_TASK_: Reproduce everything from the line containing "Target: bush" down to the end of the rows below, requests included. Multiply each point coordinate in the answers by 0.7, round to whole numbers with halves going up, and leave the pictures out.

MATERIAL FOR THIS EXERCISE start

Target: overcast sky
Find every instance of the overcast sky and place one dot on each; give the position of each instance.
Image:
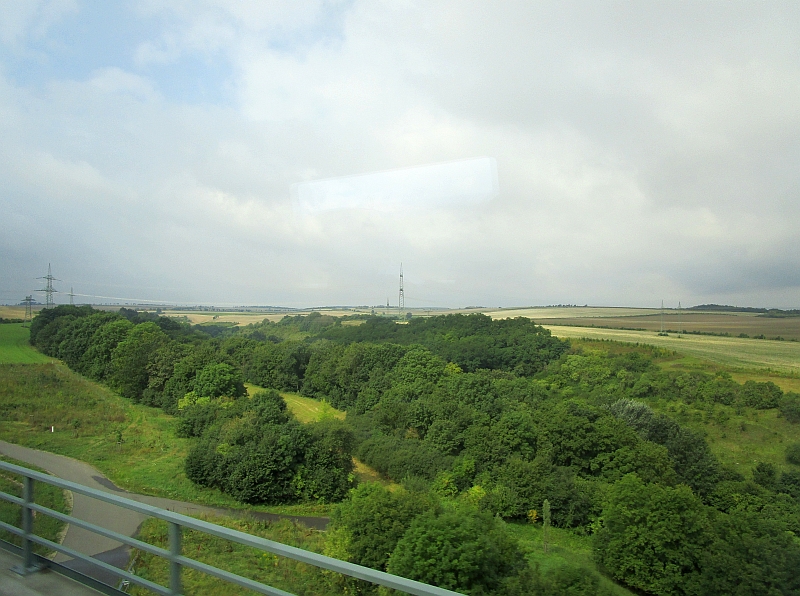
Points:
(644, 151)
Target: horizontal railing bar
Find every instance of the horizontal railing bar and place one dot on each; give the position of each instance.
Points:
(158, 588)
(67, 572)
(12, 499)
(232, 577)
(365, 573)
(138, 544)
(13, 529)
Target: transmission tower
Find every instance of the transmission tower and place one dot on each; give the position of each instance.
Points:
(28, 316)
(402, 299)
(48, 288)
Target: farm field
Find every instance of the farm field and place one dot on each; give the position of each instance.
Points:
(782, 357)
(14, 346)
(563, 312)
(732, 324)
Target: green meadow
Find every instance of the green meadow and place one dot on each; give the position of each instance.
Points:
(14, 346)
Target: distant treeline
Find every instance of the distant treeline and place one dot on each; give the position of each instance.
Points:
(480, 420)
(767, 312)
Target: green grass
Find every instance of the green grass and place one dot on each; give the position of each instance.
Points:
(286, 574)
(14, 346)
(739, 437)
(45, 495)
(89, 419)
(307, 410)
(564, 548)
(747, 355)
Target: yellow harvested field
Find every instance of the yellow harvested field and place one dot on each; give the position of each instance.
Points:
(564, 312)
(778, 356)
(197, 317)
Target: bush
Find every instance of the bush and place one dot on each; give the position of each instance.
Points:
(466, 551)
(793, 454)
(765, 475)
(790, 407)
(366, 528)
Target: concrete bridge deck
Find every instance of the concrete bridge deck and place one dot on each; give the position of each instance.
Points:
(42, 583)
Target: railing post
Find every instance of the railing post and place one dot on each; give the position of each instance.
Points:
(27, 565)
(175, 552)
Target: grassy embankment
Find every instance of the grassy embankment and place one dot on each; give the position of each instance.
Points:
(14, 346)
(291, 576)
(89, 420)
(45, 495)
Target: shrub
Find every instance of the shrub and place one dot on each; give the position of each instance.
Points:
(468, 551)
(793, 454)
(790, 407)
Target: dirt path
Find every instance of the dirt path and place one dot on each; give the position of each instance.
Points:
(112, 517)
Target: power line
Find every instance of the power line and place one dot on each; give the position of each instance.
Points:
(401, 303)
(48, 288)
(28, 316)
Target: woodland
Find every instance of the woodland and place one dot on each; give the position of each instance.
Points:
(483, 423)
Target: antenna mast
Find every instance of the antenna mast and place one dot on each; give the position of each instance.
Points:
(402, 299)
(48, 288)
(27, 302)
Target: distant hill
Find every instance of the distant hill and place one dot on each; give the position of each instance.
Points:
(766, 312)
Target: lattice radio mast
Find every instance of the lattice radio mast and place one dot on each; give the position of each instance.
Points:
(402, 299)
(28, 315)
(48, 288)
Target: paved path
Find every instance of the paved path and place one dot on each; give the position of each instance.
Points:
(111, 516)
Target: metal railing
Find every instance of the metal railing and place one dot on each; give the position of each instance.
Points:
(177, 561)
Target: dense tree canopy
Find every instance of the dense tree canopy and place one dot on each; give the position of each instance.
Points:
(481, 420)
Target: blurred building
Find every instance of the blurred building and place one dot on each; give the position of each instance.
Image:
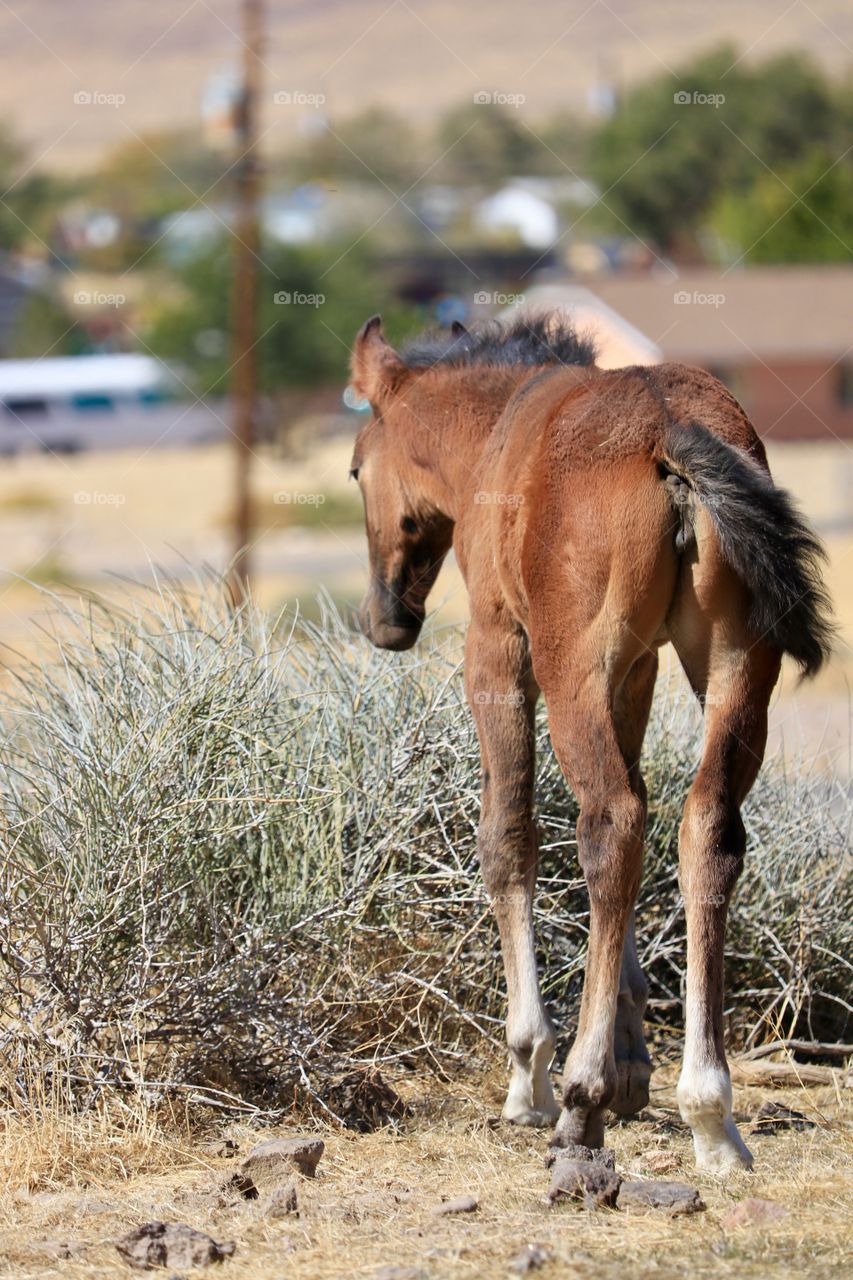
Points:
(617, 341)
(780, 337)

MATERIAL FOR THIS EXERCISE end

_RESPONSE FOR THIS EXERCISE_:
Target: bush
Find every instance of the bush and place one dot on each; give the position of each instance.
Points:
(326, 386)
(555, 318)
(536, 333)
(553, 285)
(256, 370)
Target: concrete bridge deck
Find every instance of the concrete bridge deck and place one dot on each; give the position of each instance.
Points:
(29, 408)
Target: railing post
Find every instance of the railing post and place one dot on each; give the position of each instance.
Points:
(19, 396)
(123, 386)
Target: grassy embankment
Find every instance of the grassy embankment and place one dot on each; give the position of each instance.
Points:
(10, 242)
(204, 403)
(62, 294)
(32, 347)
Target: shrub
Find every instance of the shrub and place one dot on each; give the position of each instance.
Points:
(328, 386)
(555, 318)
(553, 285)
Target: dirt path
Find every instance of the dirt path and place one dot on each; give the position of each instance.
Points:
(78, 362)
Target: power line
Find every instance of the power line and place one dot on each; give the position of each instance.
Points:
(281, 212)
(34, 202)
(20, 221)
Target: woodland
Find every instance of the woodland and place one dot on each; give the position of each instance.
Points:
(338, 296)
Target: antenna mast
Find every instance of the antenna mast and place one dot on each; give the position of each instance.
Points:
(281, 209)
(34, 202)
(19, 211)
Target: distant hill
Find every instance of the distant hill and place one dot on each; give the position of each instance.
Points:
(536, 218)
Target: lattice radio mast
Find every instance of the lattice radio mast and place one dot on each; give the position of each instance.
Points:
(281, 209)
(20, 221)
(34, 202)
Target: paved path
Find every instance of the paved path and place one dot on each; give the position of each instance.
Points:
(78, 361)
Target: metal railing
Find every instance of the metal railing and place one dot on each; give the position of each instance.
Points:
(124, 393)
Target: dense tree canopy
Find every instance of the dense tree canopy and place one dot on each; give the position of each instance.
Points:
(337, 294)
Target: blurred building
Find every instance of the blurred building and place one dot on each; give the position of each instance.
Image:
Points:
(432, 239)
(546, 236)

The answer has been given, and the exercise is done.